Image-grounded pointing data
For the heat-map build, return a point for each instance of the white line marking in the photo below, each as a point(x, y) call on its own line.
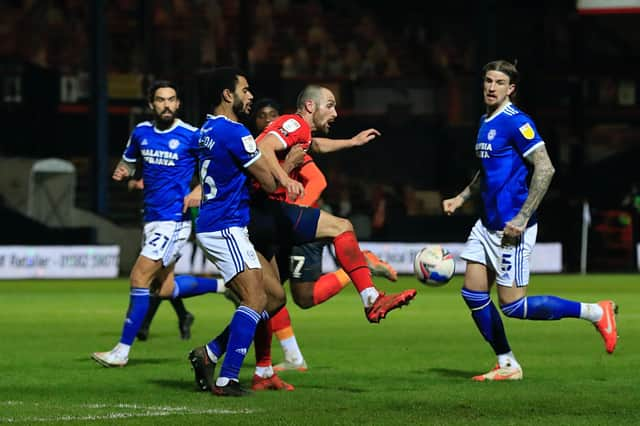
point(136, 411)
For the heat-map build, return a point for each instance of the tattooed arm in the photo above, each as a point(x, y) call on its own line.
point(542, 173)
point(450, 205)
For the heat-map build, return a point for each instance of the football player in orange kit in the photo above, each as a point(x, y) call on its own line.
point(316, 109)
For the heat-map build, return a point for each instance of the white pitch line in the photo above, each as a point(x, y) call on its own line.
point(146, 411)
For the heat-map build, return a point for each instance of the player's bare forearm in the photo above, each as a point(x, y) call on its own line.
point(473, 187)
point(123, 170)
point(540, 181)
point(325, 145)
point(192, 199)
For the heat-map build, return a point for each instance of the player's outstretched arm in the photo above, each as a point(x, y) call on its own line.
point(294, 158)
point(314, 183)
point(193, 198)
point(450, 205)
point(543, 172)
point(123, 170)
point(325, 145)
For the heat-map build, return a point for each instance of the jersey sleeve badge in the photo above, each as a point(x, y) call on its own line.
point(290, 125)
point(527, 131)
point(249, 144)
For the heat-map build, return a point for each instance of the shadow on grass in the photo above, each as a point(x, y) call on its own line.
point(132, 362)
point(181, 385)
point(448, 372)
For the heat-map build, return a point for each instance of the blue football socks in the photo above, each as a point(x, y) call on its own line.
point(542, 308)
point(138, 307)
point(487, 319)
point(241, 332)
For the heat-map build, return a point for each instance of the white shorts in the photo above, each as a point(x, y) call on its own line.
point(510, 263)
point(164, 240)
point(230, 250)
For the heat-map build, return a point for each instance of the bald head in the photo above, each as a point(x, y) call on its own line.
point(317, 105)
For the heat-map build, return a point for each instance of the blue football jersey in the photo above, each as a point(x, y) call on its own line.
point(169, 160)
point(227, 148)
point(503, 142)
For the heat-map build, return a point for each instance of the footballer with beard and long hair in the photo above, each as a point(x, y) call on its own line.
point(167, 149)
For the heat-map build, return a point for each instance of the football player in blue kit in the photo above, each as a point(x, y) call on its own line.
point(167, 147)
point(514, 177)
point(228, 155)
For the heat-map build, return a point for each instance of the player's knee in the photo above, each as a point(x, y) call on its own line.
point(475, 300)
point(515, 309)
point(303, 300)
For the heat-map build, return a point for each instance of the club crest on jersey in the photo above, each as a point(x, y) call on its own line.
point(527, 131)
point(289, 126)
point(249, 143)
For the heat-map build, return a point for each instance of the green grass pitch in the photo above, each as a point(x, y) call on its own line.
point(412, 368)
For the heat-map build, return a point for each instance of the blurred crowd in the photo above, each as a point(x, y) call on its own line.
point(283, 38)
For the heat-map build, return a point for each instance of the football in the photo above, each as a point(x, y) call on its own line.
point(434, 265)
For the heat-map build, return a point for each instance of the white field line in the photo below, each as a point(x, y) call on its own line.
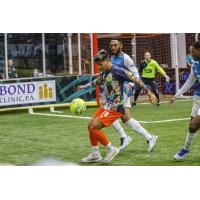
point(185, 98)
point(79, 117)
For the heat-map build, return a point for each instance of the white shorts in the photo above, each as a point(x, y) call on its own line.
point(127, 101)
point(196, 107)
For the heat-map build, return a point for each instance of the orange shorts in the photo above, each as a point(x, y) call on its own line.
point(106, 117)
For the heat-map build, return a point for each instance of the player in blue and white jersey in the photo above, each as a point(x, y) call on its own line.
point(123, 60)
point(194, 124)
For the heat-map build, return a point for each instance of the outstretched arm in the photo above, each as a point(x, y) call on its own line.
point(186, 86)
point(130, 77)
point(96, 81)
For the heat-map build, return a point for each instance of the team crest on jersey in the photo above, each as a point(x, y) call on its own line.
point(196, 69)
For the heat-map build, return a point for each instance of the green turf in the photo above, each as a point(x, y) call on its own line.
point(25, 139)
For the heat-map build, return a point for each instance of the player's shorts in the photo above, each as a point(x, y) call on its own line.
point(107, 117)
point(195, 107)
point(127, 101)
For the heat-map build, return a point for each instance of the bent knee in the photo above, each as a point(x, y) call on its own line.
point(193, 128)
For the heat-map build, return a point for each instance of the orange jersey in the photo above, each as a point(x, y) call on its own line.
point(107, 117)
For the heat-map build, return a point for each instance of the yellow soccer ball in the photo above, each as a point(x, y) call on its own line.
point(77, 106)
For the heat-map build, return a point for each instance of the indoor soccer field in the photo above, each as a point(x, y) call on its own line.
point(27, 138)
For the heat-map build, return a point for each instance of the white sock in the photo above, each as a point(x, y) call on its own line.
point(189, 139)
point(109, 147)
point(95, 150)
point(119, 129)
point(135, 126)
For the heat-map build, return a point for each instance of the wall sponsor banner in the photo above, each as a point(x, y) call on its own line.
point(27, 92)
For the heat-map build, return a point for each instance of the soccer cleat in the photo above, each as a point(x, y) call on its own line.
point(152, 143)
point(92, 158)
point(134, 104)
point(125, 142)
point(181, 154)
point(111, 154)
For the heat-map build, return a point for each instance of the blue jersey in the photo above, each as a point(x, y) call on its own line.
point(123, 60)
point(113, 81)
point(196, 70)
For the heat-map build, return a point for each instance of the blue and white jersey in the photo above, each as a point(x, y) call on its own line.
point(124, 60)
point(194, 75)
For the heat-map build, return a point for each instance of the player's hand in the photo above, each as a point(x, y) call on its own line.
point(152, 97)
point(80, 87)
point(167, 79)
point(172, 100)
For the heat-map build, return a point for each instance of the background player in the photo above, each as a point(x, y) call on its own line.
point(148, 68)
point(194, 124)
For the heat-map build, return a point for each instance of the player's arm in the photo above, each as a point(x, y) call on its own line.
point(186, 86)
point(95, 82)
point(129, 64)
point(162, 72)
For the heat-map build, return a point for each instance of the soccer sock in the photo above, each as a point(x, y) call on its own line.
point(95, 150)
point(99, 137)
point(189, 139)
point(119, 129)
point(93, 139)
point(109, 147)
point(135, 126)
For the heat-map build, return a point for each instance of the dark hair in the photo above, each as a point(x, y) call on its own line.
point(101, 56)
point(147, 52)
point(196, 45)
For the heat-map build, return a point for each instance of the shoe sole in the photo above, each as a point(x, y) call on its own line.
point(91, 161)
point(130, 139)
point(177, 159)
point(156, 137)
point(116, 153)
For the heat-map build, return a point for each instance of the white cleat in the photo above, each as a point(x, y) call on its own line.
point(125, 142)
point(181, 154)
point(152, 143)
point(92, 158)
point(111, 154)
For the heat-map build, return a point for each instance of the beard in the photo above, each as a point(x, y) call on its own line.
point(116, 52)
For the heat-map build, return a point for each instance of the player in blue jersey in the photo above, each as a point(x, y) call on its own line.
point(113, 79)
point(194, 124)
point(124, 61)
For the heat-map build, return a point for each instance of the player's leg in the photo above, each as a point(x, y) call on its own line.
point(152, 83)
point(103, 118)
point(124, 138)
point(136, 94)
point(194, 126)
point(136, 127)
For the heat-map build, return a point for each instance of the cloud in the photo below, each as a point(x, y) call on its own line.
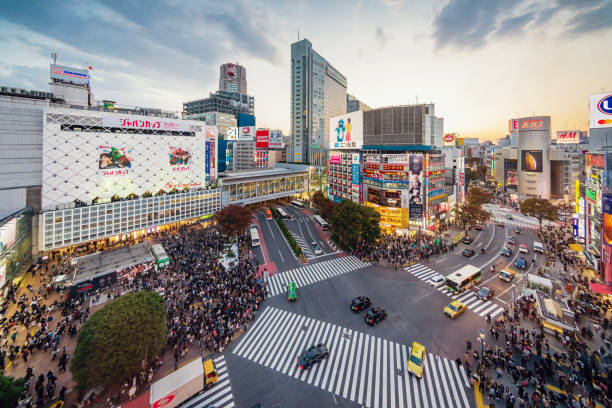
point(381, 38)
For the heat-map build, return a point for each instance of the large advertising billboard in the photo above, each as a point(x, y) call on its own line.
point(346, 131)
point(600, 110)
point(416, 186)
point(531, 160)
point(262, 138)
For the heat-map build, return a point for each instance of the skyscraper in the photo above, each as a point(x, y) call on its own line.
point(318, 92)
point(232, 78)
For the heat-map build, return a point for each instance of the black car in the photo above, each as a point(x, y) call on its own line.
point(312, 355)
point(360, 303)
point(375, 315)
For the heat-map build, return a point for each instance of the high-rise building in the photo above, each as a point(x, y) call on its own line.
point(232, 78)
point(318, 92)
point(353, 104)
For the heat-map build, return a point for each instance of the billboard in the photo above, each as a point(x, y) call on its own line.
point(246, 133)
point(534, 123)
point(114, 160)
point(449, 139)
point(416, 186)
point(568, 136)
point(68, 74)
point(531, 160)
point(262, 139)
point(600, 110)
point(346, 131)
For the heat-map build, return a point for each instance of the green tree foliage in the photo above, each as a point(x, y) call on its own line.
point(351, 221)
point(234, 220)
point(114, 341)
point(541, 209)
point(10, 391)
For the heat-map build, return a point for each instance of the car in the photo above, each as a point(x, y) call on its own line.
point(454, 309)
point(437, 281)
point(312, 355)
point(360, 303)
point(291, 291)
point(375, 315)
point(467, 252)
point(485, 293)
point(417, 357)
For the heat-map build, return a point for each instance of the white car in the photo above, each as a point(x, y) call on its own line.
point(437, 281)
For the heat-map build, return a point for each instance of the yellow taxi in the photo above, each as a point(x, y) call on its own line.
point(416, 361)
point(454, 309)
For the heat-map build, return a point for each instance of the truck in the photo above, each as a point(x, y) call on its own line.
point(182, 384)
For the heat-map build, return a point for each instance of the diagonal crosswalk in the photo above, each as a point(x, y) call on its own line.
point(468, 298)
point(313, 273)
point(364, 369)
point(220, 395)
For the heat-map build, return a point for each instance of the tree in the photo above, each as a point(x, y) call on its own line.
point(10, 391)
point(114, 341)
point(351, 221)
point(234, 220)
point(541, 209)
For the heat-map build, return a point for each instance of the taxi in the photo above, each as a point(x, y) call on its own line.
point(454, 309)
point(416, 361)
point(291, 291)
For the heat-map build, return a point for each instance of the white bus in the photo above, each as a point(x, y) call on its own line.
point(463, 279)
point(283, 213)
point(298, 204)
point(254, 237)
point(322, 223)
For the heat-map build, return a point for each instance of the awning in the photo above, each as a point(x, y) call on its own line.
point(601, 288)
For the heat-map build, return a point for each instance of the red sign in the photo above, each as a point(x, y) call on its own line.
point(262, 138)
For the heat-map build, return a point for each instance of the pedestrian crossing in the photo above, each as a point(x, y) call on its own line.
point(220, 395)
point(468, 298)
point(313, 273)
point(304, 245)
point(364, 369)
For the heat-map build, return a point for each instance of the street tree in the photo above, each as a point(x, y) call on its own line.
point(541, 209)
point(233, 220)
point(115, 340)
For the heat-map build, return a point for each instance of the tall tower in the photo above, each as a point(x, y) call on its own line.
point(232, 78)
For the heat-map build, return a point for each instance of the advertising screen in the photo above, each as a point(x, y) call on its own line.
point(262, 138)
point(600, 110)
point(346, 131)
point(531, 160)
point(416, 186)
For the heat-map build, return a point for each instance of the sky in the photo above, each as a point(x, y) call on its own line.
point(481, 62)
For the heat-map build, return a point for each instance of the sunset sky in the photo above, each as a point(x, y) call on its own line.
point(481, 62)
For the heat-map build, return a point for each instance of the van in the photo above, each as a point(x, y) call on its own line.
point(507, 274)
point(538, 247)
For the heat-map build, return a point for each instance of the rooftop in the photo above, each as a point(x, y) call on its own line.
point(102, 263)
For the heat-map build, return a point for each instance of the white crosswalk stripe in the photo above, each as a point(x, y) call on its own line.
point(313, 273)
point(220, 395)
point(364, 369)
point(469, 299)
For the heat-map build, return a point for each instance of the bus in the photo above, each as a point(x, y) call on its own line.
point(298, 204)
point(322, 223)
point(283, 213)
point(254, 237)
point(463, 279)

◆ Work instructions
Every line from the one that has "of the rooftop" down to the last line above must be written out exactly, with both ends included and nothing else.

◆ Exercise result
For the heat-map build, return a point for each instance of the rooftop in the photo above, each as a point(x, y) call on its own line.
point(102, 263)
For the heat-map build, return a point for each instance of the white crosswalk stripe in the photo above, each as a point(x, y) call on its own line.
point(313, 273)
point(220, 395)
point(364, 369)
point(469, 299)
For the heat-map build, return a point for each instance of the bus in the photo above, each as a point(x, y) call on its own line.
point(298, 204)
point(322, 223)
point(283, 213)
point(254, 237)
point(463, 279)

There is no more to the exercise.